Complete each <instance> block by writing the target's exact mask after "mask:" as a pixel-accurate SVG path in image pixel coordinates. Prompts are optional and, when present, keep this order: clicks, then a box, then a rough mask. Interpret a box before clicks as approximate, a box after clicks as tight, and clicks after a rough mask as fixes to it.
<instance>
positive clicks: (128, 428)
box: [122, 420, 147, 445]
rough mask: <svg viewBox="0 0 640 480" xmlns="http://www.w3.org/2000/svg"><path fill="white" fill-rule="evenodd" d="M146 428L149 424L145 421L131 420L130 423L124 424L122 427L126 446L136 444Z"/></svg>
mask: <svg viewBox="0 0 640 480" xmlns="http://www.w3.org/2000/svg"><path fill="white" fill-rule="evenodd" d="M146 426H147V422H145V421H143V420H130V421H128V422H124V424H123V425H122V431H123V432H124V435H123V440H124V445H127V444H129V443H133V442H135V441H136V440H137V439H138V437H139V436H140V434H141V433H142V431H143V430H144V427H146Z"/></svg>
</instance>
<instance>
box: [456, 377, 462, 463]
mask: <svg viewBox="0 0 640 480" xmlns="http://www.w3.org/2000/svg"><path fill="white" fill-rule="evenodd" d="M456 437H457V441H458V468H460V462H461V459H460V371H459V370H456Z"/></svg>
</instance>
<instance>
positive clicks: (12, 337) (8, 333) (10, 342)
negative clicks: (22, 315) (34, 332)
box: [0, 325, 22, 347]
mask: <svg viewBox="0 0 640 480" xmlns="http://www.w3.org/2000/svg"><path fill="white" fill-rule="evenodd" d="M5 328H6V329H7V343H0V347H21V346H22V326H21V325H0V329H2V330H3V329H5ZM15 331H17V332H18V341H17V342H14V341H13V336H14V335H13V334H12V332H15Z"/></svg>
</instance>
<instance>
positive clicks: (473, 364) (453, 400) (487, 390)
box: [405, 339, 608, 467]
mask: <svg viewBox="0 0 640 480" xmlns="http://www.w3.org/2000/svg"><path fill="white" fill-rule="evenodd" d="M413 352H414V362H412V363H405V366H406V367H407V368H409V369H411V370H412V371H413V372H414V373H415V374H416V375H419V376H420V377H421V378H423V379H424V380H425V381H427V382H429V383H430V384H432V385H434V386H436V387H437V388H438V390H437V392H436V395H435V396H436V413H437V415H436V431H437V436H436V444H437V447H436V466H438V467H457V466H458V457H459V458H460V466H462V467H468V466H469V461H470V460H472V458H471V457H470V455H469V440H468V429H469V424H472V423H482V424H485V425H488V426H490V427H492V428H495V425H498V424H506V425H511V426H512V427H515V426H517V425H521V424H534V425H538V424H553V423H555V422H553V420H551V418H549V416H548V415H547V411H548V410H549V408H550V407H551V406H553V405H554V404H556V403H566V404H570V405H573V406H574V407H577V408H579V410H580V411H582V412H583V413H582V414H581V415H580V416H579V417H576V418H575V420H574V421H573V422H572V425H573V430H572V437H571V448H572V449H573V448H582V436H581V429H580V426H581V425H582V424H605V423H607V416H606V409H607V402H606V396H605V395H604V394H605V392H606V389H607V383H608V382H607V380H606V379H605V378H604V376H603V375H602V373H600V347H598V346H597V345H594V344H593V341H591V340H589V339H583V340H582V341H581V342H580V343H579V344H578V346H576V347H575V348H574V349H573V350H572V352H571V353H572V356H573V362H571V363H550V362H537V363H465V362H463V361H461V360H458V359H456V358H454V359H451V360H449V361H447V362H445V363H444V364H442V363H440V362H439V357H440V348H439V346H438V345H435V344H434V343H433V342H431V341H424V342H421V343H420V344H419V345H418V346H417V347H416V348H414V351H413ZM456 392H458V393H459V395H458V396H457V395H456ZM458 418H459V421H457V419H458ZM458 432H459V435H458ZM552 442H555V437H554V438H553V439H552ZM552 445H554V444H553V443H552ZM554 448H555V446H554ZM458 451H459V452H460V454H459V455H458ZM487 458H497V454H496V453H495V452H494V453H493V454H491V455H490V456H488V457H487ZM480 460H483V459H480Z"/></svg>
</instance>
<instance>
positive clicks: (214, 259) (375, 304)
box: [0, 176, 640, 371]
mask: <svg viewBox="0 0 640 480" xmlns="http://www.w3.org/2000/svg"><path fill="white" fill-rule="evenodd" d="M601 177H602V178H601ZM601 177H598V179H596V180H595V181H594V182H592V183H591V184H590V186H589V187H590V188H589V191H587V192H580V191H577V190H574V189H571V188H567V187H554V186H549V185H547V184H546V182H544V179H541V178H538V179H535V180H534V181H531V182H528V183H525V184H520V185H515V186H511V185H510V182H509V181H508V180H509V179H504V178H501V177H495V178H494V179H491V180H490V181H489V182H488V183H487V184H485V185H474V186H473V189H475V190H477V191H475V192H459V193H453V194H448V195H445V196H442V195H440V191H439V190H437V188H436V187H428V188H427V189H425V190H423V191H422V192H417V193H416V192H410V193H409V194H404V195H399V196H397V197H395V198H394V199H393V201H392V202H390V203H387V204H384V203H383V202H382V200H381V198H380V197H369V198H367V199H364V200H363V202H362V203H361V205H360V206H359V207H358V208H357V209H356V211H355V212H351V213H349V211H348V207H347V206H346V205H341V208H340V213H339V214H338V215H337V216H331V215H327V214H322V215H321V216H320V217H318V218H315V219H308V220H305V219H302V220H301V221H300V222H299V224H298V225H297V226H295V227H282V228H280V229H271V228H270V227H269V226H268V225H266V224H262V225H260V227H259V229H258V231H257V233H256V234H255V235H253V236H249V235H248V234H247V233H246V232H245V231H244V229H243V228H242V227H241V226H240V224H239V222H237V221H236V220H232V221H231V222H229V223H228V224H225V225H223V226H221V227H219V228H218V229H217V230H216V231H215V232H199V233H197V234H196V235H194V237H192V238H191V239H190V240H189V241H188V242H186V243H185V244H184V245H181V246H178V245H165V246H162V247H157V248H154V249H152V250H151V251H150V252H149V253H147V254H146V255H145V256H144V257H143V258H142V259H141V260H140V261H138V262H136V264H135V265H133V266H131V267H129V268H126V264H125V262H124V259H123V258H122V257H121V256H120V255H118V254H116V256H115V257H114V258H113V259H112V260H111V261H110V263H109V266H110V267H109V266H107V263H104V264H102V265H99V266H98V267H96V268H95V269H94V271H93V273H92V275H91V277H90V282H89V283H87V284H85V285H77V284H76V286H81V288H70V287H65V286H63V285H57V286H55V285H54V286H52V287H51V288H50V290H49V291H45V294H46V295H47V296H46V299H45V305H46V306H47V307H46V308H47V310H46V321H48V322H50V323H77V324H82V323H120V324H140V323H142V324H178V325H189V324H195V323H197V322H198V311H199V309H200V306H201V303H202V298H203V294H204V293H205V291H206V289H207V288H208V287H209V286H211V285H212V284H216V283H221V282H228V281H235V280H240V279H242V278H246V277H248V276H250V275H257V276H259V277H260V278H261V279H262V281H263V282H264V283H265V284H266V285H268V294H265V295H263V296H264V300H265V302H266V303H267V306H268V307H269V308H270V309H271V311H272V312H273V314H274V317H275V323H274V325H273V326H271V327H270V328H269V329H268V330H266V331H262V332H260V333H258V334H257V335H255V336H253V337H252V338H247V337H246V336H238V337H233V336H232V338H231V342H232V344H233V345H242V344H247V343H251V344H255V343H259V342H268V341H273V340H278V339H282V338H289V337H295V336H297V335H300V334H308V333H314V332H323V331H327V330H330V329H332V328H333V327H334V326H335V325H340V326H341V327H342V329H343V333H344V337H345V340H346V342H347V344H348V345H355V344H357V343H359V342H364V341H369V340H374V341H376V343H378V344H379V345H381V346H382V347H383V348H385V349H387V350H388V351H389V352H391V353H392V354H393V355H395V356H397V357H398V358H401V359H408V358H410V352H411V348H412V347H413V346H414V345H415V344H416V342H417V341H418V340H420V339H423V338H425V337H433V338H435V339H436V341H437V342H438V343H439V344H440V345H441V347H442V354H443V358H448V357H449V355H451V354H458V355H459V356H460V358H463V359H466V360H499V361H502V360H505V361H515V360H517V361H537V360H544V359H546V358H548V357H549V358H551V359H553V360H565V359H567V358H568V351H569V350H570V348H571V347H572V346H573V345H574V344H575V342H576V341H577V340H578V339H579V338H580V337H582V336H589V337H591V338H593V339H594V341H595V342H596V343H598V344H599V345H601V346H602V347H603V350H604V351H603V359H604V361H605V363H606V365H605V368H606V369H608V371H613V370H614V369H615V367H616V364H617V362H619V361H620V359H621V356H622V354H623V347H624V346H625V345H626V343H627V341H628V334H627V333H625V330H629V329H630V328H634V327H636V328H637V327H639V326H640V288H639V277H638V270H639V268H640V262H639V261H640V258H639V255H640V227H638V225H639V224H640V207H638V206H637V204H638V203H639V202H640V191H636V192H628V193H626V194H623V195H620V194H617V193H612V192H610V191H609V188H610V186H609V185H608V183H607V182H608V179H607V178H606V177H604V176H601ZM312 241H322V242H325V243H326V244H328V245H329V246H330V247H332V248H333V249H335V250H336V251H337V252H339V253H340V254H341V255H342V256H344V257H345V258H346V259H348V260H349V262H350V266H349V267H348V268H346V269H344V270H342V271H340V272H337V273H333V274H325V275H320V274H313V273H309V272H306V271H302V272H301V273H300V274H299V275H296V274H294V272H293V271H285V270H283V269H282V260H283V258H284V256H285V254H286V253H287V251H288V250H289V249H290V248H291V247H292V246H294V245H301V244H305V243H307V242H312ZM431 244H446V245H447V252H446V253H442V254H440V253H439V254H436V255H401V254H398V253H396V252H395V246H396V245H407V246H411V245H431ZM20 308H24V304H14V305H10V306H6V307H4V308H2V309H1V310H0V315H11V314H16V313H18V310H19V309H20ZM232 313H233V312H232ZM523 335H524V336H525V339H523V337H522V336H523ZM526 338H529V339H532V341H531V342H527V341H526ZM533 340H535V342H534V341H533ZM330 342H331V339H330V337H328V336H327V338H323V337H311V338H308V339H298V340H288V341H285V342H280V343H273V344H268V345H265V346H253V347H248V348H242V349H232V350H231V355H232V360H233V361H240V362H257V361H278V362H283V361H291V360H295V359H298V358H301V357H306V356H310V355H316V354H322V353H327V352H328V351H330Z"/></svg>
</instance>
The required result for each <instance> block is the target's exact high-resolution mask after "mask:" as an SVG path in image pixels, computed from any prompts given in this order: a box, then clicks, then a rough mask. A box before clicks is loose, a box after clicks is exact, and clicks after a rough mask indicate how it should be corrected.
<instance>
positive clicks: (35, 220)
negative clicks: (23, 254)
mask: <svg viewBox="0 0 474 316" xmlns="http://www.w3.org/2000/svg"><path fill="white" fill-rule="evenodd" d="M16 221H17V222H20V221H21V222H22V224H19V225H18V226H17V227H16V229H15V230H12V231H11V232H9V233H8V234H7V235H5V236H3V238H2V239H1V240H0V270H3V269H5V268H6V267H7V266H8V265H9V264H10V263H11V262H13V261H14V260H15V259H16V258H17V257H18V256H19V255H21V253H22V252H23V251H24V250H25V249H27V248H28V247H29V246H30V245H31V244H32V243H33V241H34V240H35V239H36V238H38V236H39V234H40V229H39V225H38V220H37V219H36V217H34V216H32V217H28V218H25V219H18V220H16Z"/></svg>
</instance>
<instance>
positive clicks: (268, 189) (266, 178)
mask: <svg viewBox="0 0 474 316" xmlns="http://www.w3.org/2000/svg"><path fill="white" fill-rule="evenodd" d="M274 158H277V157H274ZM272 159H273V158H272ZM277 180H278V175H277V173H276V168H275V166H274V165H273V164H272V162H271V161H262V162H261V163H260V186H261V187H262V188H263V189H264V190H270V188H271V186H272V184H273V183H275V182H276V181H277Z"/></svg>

→ What to do: The required output is a copy of each line in the records where the string "block" occurs.

→ Result:
Complete each <instance> block by writing the target's exact mask after "mask:" as a pixel-accurate SVG path in image pixel coordinates. Prompts are optional and, when present, keep this order: clicks, then a box, then a rough mask. Interpret a box before clicks as approximate, a box after clicks as tight, and clicks after a rough mask as fixes to it.
The required result for each <instance> block is the target's exact high-resolution mask after "mask:" as an SVG path in image pixels, computed from any prompts given in this order: a box, then clicks, then a rough mask. A box before clicks is loose, a box after clicks is exact, and clicks after a rough mask indicate how it should be corrected.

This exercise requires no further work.